[Stored data entries]
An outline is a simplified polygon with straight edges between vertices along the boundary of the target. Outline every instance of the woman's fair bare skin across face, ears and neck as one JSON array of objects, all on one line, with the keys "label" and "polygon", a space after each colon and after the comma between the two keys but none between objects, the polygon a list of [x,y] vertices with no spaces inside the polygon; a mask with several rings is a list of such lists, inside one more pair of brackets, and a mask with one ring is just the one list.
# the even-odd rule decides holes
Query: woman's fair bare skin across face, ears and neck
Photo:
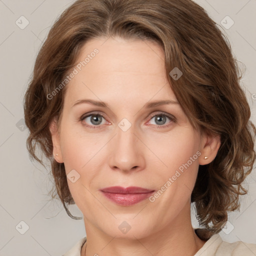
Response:
[{"label": "woman's fair bare skin across face, ears and neck", "polygon": [[[158,44],[92,39],[82,47],[77,63],[94,48],[99,53],[66,85],[59,130],[54,120],[50,123],[55,160],[64,162],[66,174],[75,169],[80,175],[74,183],[67,181],[84,217],[87,242],[81,255],[85,246],[86,255],[194,255],[205,241],[191,225],[190,195],[199,164],[214,159],[220,138],[200,135],[178,103],[143,107],[148,101],[177,101]],[[109,107],[72,106],[85,98]],[[91,112],[102,115],[101,122],[91,122],[91,116],[80,120]],[[161,114],[173,115],[175,121],[167,115],[158,120]],[[127,131],[118,126],[123,118],[131,124]],[[99,191],[115,185],[157,191],[197,151],[200,156],[154,202],[122,206]],[[123,221],[131,227],[126,233],[118,228]]]}]

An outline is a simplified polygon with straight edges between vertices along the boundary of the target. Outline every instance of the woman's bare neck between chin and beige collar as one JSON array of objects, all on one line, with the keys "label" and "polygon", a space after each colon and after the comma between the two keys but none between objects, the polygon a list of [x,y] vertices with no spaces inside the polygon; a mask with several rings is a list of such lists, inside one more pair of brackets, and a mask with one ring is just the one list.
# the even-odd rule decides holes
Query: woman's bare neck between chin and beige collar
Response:
[{"label": "woman's bare neck between chin and beige collar", "polygon": [[192,256],[203,246],[205,241],[201,240],[192,228],[190,208],[188,217],[184,218],[180,215],[163,229],[146,234],[142,238],[136,238],[136,234],[130,234],[125,238],[108,235],[84,218],[87,239],[82,247],[81,256],[102,253],[111,256],[148,256],[149,254]]}]

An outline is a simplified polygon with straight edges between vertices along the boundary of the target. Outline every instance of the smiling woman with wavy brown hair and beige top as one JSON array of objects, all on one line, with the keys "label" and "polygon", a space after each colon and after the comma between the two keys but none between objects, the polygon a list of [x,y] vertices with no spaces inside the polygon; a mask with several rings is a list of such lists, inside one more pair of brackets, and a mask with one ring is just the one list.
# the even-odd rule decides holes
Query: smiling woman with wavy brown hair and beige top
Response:
[{"label": "smiling woman with wavy brown hair and beige top", "polygon": [[[78,0],[51,28],[24,101],[74,255],[254,255],[222,241],[255,160],[230,45],[190,0]],[[202,228],[193,229],[190,205]],[[233,254],[236,253],[236,254]]]}]

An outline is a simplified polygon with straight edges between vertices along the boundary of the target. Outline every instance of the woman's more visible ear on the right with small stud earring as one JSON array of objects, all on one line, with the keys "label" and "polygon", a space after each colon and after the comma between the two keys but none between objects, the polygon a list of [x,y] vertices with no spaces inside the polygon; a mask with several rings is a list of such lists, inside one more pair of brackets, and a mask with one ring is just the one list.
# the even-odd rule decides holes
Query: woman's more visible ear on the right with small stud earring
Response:
[{"label": "woman's more visible ear on the right with small stud earring", "polygon": [[[217,155],[220,144],[220,135],[204,133],[201,139],[199,164],[204,165],[212,162]],[[207,159],[204,158],[205,156]]]}]

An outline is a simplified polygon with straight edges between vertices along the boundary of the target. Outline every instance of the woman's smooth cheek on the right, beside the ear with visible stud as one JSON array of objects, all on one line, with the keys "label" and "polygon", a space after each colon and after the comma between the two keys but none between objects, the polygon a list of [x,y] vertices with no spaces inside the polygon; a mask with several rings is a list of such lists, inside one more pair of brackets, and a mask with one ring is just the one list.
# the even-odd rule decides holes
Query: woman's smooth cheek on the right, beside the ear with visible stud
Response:
[{"label": "woman's smooth cheek on the right, beside the ear with visible stud", "polygon": [[160,190],[158,194],[163,191],[158,203],[171,201],[170,206],[166,204],[162,207],[182,207],[190,197],[197,176],[200,155],[197,133],[191,127],[173,129],[168,136],[155,135],[151,139],[150,147],[154,148],[154,153],[164,163],[161,164],[162,170],[157,172],[157,176],[154,173],[154,180]]}]

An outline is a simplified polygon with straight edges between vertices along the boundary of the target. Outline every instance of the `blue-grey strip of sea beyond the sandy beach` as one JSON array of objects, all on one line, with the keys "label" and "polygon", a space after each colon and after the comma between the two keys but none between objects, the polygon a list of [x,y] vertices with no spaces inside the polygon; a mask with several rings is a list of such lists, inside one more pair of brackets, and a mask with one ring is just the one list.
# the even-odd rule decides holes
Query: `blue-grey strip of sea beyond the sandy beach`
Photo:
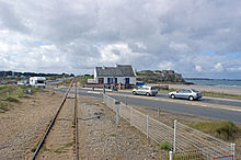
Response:
[{"label": "blue-grey strip of sea beyond the sandy beach", "polygon": [[216,85],[228,88],[241,88],[241,79],[184,79],[186,82],[192,82],[195,85]]}]

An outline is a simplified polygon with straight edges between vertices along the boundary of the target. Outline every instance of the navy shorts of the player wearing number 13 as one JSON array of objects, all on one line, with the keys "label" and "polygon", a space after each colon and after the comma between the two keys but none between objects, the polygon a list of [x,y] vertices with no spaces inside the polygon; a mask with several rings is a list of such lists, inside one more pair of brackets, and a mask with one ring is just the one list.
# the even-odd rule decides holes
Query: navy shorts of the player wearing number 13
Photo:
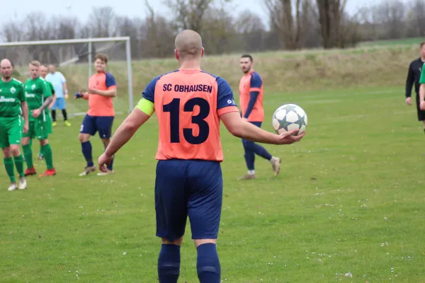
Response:
[{"label": "navy shorts of the player wearing number 13", "polygon": [[157,236],[175,241],[191,221],[193,239],[217,238],[223,179],[219,162],[162,160],[157,163]]}]

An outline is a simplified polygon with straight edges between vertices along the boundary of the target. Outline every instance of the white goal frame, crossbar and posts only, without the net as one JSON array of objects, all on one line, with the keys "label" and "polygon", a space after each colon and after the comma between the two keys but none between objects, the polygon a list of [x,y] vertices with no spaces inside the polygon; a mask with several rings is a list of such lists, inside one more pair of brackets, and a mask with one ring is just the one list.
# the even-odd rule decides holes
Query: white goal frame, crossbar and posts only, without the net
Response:
[{"label": "white goal frame, crossbar and posts only, without the net", "polygon": [[132,111],[133,105],[133,92],[132,92],[132,67],[131,67],[131,50],[130,50],[130,37],[95,37],[95,38],[77,38],[69,40],[38,40],[38,41],[16,41],[16,42],[0,42],[0,47],[16,47],[28,45],[60,45],[72,43],[88,43],[88,57],[89,57],[89,77],[91,76],[91,68],[93,66],[92,47],[94,42],[125,42],[125,59],[127,61],[128,73],[128,104],[129,110]]}]

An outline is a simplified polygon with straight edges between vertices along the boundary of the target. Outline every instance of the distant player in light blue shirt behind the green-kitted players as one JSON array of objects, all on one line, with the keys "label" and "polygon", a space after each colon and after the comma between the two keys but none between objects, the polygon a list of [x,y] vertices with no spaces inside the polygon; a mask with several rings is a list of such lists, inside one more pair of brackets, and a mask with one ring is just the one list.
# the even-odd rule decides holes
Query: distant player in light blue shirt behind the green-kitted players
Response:
[{"label": "distant player in light blue shirt behind the green-kitted players", "polygon": [[46,81],[52,83],[53,88],[55,89],[56,99],[53,101],[52,105],[52,126],[56,127],[56,108],[62,110],[62,116],[64,117],[64,125],[71,127],[71,123],[68,121],[66,99],[68,99],[68,88],[67,80],[60,71],[56,71],[55,66],[49,65],[50,73],[45,76]]}]

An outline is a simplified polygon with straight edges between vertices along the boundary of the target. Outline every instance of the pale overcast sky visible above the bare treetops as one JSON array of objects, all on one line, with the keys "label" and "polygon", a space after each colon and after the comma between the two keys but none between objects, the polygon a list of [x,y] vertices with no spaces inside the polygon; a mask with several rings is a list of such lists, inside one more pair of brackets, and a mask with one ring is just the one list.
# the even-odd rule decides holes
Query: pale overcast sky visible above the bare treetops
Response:
[{"label": "pale overcast sky visible above the bare treetops", "polygon": [[[167,8],[162,4],[162,0],[148,0],[149,4],[157,13],[167,15]],[[359,6],[365,6],[368,2],[378,0],[348,0],[347,10],[349,13],[356,11]],[[379,0],[380,1],[380,0]],[[100,3],[100,4],[96,4]],[[0,23],[4,23],[9,19],[18,15],[23,18],[28,13],[34,11],[43,11],[47,15],[72,15],[77,16],[81,22],[85,22],[94,6],[111,6],[120,16],[140,16],[147,14],[145,1],[142,0],[5,0],[0,8]],[[234,13],[240,13],[245,9],[249,9],[266,18],[266,11],[263,0],[233,0]],[[169,14],[169,13],[168,13]]]}]

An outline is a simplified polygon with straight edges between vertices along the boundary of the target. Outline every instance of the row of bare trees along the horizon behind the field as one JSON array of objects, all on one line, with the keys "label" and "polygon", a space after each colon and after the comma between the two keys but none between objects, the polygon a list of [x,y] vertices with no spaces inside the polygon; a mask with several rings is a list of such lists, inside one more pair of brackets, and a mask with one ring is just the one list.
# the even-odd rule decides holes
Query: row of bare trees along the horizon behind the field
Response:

* **To do**
Say how many lines in the records hold "trees", with the number as the whole reply.

* **Result**
2